══ Raw records ══
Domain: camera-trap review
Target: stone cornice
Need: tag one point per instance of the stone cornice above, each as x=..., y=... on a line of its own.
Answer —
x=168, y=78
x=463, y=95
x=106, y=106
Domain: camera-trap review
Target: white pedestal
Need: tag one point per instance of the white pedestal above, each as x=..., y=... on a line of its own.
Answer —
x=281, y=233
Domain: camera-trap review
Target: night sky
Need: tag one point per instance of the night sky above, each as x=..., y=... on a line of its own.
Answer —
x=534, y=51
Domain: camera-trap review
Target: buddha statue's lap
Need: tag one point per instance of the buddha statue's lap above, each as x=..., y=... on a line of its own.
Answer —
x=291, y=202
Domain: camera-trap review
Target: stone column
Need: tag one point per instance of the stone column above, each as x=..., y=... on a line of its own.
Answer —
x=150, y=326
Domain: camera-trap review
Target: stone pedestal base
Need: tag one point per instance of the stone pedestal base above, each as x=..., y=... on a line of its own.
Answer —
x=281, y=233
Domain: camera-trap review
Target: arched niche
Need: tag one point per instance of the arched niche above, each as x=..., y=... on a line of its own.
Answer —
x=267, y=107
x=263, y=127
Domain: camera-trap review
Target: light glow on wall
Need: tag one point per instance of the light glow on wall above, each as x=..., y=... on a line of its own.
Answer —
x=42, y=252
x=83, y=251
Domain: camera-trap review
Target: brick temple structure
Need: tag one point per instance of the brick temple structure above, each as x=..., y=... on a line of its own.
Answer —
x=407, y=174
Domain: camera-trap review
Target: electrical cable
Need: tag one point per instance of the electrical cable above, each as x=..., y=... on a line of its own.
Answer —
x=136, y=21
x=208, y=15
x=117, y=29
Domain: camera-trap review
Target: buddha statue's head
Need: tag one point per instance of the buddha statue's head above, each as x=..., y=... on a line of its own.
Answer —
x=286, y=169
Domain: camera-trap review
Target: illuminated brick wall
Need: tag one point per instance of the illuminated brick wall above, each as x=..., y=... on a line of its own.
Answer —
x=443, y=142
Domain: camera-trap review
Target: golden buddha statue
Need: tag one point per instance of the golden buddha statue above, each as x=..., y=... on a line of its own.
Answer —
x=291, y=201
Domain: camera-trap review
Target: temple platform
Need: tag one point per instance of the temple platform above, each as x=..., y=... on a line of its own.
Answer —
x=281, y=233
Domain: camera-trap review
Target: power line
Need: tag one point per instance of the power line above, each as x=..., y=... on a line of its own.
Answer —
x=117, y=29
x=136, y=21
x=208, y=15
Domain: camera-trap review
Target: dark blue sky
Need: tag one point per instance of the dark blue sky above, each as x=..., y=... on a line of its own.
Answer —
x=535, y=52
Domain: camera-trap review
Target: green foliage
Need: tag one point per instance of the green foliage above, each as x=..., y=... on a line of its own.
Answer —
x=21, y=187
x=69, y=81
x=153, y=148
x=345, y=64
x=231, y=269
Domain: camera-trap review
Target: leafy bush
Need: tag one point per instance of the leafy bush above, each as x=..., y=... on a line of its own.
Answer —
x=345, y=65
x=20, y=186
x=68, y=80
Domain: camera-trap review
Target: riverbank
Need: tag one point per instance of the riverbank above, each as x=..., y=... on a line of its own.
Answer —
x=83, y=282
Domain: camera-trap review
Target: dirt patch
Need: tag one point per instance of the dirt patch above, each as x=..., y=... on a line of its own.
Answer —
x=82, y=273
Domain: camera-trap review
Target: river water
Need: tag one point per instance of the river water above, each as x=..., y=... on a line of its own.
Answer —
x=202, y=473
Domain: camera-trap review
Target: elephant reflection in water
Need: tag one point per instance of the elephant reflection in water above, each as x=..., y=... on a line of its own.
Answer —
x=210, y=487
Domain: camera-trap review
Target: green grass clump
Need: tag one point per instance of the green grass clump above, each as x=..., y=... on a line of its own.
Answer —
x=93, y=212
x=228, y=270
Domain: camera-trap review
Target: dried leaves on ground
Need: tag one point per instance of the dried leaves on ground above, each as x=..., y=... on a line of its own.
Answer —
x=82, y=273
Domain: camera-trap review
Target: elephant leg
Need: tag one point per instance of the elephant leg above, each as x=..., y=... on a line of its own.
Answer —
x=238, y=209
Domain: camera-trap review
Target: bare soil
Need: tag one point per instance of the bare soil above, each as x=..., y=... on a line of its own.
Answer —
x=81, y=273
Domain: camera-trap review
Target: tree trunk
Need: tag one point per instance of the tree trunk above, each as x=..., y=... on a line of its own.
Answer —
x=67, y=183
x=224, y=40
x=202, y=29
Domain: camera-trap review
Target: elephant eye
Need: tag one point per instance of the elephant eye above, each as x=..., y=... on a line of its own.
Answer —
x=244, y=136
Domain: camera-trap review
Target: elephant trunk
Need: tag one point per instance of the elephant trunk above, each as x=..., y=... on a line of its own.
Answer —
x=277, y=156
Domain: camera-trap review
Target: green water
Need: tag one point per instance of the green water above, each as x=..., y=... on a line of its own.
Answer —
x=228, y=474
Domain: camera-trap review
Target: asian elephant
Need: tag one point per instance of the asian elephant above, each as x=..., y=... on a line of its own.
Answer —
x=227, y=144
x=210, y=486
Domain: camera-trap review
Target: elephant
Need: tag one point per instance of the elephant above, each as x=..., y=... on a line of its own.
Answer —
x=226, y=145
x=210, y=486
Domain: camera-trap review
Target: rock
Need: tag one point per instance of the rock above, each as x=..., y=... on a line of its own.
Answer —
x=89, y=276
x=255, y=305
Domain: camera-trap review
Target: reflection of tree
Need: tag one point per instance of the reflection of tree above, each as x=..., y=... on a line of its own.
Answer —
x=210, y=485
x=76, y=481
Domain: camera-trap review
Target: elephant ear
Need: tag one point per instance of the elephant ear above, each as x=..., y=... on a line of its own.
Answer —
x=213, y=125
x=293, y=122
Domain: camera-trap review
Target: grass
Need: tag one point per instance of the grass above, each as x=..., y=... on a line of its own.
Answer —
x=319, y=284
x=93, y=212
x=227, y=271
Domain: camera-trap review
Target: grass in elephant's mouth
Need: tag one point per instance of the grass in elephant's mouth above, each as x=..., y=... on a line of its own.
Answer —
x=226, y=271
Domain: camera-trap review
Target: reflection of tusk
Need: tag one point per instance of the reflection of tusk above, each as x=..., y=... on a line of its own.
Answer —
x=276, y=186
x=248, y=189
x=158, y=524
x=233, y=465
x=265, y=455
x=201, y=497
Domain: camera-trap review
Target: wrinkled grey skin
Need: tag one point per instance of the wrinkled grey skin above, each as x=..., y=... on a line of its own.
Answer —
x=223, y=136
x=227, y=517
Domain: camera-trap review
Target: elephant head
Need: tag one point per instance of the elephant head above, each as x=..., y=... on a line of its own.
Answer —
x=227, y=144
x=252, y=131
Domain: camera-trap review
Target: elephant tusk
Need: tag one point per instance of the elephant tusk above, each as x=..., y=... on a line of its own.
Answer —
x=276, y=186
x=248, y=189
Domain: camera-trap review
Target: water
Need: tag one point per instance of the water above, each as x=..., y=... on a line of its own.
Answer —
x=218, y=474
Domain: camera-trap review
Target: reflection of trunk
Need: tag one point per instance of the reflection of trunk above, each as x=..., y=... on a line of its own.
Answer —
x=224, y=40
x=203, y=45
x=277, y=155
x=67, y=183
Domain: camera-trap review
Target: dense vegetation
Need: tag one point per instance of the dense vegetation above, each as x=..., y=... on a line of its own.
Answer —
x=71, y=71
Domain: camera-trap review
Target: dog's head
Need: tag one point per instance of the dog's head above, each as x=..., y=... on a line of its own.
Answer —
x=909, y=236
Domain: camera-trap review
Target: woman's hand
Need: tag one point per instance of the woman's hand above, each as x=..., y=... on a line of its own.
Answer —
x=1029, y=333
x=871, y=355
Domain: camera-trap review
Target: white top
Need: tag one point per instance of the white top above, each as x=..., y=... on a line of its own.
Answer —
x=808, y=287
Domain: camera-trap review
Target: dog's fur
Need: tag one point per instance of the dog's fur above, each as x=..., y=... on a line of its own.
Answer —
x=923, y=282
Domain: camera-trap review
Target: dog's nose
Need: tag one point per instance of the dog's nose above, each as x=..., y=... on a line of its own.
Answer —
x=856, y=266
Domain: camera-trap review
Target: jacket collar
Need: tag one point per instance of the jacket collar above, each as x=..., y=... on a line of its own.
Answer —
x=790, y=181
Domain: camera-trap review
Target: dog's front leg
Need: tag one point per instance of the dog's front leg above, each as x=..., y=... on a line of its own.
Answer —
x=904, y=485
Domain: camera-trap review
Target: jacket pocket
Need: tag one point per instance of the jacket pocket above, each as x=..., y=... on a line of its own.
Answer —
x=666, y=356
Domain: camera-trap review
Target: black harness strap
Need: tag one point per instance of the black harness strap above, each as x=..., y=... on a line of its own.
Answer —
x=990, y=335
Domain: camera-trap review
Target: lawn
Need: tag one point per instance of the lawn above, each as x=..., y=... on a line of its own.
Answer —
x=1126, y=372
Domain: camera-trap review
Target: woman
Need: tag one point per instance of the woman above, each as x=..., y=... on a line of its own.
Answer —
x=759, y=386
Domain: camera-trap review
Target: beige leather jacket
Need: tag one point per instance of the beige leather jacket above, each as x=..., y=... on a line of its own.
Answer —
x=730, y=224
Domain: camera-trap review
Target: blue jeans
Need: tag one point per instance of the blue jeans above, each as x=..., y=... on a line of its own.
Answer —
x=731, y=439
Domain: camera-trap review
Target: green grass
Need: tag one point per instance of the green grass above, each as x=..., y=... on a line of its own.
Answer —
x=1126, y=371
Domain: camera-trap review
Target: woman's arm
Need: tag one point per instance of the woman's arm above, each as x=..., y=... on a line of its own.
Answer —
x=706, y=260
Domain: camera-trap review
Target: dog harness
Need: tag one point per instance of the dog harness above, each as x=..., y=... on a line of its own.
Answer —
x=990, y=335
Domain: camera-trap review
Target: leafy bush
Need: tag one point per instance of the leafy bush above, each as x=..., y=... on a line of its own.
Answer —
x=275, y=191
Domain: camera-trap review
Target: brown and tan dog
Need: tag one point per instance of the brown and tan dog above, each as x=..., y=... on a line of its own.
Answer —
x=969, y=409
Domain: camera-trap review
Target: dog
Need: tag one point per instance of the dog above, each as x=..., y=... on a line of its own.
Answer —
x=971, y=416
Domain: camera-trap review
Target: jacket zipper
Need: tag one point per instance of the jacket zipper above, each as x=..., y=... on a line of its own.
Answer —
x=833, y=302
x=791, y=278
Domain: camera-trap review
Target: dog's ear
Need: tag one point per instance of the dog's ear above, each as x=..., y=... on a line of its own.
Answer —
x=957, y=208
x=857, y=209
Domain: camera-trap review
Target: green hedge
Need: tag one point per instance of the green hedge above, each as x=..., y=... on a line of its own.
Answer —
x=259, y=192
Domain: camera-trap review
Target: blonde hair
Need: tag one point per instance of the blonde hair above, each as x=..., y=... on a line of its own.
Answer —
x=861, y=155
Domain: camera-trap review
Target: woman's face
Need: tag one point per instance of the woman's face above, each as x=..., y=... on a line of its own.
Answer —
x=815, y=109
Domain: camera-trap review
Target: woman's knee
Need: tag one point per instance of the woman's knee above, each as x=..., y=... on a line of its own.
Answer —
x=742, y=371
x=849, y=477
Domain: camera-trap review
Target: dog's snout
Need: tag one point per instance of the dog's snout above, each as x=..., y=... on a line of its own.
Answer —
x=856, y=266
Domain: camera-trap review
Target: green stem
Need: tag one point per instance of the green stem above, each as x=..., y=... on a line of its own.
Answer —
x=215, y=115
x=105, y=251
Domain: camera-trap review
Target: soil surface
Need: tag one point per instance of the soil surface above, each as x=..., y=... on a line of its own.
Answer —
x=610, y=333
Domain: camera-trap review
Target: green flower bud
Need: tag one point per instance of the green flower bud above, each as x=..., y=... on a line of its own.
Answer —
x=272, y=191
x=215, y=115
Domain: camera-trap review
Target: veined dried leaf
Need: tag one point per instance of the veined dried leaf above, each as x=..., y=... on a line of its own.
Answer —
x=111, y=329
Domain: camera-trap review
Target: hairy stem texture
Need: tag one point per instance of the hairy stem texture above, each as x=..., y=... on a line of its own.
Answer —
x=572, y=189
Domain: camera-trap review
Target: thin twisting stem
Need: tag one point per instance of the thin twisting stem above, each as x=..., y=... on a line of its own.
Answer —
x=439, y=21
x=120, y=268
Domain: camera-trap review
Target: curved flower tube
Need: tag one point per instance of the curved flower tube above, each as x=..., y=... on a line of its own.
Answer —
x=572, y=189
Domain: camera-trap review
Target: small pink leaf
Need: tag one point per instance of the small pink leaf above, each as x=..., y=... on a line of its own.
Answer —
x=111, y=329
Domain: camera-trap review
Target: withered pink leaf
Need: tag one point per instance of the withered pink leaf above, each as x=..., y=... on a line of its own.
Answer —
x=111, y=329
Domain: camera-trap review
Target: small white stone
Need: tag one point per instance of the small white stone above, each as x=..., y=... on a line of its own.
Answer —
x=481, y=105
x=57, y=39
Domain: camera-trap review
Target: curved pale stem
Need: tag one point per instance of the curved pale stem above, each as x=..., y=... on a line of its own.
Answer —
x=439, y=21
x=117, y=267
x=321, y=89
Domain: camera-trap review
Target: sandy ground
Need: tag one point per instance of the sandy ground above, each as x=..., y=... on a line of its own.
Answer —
═══
> [Requirements]:
Copy the data word for word, starting with its first line and going on through the line with "x=263, y=127".

> [The reply]:
Domain: camera-trap review
Target: stone cornice
Need: tag one point per instance of the stone cornice above, each as x=..., y=... on a line of its own.
Answer —
x=168, y=78
x=463, y=95
x=106, y=106
Domain: camera-trap review
Target: white pedestal
Need: tag one point per instance of the white pedestal above, each as x=..., y=... on a line of its own.
Answer —
x=281, y=233
Domain: camera-trap review
Target: night sky
Need: tag one point per instance of the night sky above, each as x=..., y=... on a line of its own.
Answer —
x=534, y=51
Domain: camera-trap review
Target: buddha statue's lap
Need: tag one point per instance of the buddha statue's lap above, each as x=..., y=... on a line of its own.
Answer —
x=291, y=202
Domain: camera-trap review
Target: stone column
Need: tag one point per instance of the stone column above, each as x=..., y=... on a line of its own.
Answer —
x=150, y=326
Domain: camera-trap review
Target: stone pedestal base
Need: tag one point per instance of the stone pedestal base above, each as x=..., y=... on a line of its own.
Answer —
x=281, y=233
Domain: camera-trap review
Target: arched niche
Need: tag one point per instance of the arched niche above, each as x=..., y=... on a line of its own.
Answer —
x=267, y=107
x=263, y=127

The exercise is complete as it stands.